▸ The exercise
Rewrite every line of the items below, requests included, and scale each x and y coordinate in the answers by a factor of 2, rounding to whole numbers with halves rounded up. Leave the request lines unchanged.
--- start of Supplied material ---
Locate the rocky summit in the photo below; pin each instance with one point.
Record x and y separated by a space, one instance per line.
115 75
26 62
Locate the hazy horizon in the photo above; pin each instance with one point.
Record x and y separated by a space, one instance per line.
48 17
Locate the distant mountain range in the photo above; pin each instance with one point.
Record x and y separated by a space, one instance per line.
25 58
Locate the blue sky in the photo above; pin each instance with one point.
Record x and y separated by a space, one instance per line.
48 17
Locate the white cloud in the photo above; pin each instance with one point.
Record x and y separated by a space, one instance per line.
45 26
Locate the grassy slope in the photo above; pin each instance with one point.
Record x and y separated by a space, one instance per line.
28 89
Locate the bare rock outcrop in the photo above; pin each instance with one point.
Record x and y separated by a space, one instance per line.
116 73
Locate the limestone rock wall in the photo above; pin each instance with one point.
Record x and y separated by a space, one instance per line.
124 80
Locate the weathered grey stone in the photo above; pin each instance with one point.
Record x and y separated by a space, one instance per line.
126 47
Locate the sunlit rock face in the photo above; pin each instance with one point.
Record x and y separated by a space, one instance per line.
--- end of Supplied material ---
▸ Task solution
Locate the rocky summit in the photo below; pin each instance with one point.
Record x and y separated by a space, one instance per line.
230 150
52 124
Locate the hazy horizon in the photo above; pin each instance with one point.
Record x and y separated by a space, one instance per line.
96 34
Locate the distant mountain range in the photo above; pin each instance with one point.
Record x and y separated by a space, one instance per line.
50 116
Locate the blue sky in the photo above; pin each instance with one point.
Record x and y separated by a space, one instance per line.
96 34
Locate the white cloud in the photo above; pin each instance with one point.
Record x and y separated by a space, one instance per line.
90 52
Locate the grassy slope in the photo above; pin each instance with one point.
Record x and y separated by a space, one instance per line.
56 178
Locate the bare rock outcrop in the photo above; pin each instance with one point.
Record x and y separated by a space, one instance per line.
232 146
Locate the limestone rock wall in the photo above; pin each instance with one point.
Record x and y separated by a space, one instance per line.
248 160
Locate the weathered grey stone in the photo above; pin each instance with one point.
Record x and y separated by a space, one instance per line.
252 94
Locate the sunlit rock face in the photo above; pin each instance with one point.
Record x and y separated by a space, one instance per line.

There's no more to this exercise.